Given data:
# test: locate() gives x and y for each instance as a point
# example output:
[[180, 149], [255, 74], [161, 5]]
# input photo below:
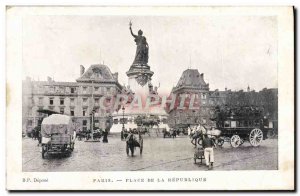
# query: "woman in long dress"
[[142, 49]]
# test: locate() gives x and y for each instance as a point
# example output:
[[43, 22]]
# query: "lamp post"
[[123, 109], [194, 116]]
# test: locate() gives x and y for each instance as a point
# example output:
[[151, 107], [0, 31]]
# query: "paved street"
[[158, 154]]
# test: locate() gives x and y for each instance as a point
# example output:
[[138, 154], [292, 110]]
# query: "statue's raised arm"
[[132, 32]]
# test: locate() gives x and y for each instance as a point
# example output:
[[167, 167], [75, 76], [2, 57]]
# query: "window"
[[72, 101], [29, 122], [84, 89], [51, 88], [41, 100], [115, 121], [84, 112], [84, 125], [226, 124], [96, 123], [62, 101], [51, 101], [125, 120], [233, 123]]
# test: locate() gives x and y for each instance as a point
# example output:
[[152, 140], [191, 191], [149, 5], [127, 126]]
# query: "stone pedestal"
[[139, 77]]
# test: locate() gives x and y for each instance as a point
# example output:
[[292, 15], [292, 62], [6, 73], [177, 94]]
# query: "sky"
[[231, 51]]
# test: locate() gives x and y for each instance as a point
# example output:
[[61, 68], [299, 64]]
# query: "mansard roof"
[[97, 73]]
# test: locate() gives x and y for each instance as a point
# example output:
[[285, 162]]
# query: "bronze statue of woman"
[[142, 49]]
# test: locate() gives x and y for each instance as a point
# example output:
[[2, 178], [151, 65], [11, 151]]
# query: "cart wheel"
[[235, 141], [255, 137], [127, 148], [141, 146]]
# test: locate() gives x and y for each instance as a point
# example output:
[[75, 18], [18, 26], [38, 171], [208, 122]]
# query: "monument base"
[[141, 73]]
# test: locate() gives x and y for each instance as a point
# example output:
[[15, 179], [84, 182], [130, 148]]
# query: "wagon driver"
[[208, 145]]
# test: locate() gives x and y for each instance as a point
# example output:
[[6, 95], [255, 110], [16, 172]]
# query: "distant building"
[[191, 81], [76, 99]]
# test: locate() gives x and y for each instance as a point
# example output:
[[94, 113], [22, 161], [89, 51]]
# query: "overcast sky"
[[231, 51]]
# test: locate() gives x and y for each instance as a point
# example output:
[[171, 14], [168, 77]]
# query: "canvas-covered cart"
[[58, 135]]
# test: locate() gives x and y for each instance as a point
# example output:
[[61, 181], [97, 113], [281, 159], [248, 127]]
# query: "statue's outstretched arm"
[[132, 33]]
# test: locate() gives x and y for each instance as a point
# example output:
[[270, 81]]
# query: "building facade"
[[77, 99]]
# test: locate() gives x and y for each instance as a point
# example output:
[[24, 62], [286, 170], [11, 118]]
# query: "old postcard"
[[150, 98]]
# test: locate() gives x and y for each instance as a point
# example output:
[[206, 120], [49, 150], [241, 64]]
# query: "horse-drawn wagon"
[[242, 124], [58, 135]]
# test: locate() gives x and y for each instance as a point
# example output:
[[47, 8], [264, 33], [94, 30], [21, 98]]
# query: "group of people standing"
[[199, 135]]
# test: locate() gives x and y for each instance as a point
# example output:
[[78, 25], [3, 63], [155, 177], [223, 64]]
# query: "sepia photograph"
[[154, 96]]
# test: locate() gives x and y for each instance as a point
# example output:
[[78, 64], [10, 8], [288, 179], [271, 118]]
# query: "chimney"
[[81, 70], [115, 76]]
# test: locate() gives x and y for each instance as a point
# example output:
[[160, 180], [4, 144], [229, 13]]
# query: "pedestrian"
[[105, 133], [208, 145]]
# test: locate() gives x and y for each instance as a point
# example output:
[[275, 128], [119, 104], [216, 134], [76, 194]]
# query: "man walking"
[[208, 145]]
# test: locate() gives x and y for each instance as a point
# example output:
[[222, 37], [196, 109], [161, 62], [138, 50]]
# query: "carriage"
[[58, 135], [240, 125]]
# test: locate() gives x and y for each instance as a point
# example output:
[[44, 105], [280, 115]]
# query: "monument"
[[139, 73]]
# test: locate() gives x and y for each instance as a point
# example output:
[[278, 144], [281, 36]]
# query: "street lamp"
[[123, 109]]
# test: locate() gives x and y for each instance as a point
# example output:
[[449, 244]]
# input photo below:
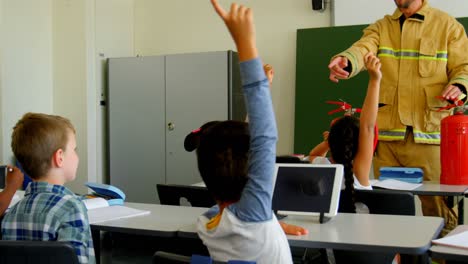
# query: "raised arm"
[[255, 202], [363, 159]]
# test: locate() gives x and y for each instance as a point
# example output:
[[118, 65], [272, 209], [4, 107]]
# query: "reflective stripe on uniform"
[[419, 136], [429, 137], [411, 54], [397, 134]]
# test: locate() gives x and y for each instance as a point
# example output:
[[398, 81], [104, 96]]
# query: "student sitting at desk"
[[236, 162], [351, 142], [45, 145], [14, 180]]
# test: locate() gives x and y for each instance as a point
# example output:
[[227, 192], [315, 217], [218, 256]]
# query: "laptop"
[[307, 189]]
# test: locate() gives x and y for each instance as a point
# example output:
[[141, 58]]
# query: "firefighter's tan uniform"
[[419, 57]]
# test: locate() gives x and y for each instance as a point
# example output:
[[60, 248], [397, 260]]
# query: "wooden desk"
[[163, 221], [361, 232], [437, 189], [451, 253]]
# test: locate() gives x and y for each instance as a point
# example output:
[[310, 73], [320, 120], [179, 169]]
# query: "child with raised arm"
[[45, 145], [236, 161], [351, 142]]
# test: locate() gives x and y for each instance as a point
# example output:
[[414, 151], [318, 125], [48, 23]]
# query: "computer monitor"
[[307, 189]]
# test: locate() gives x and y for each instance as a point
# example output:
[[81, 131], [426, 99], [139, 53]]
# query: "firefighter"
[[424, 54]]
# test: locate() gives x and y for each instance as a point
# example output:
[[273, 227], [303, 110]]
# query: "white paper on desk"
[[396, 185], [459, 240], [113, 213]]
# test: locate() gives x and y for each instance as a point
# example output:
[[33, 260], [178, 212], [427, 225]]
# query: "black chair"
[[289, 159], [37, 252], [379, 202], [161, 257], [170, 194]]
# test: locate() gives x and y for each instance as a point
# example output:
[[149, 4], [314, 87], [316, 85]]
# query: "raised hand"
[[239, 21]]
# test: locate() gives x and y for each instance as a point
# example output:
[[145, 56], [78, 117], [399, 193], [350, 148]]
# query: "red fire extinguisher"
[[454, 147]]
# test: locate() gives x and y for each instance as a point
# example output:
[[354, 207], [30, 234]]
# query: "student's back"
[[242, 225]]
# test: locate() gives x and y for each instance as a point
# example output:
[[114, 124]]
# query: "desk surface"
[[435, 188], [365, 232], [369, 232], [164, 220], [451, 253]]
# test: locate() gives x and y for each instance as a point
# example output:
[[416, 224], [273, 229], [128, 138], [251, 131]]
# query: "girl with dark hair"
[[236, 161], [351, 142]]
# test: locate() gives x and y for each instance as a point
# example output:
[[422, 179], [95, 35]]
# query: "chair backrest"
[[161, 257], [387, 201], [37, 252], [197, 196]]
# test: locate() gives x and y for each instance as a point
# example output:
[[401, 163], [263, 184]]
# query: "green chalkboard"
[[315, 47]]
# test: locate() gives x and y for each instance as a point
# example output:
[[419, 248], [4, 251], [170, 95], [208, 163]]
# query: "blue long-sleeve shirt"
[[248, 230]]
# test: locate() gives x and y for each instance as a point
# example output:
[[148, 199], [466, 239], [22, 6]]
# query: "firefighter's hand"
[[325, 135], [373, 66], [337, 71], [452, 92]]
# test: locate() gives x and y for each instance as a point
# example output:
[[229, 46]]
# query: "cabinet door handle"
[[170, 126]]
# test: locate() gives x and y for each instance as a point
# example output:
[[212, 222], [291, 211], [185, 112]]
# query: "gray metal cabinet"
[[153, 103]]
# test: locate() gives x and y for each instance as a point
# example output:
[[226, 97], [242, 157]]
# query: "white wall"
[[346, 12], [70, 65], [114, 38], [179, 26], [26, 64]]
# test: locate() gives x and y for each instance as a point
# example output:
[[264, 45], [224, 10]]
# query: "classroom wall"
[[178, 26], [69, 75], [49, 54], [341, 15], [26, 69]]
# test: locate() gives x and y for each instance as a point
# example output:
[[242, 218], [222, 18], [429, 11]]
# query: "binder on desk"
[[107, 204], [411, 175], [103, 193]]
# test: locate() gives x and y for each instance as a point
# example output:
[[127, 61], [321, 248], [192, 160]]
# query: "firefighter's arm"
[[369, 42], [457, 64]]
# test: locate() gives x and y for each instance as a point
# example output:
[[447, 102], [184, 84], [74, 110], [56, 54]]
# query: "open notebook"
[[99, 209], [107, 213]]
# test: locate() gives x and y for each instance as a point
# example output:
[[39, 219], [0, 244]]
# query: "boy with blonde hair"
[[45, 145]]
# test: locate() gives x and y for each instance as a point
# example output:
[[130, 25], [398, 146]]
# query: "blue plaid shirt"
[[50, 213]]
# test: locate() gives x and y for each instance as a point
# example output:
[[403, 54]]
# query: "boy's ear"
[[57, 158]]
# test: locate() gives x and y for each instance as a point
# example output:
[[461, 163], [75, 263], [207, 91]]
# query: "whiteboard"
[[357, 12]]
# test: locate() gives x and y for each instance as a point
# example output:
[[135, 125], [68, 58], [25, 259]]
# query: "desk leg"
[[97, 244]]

Aim:
Find every line in the records above that contains the word "cart", matching case exactly, and copy each of those lines.

Answer:
# query: "cart wheel"
# query: "canvas-covered cart"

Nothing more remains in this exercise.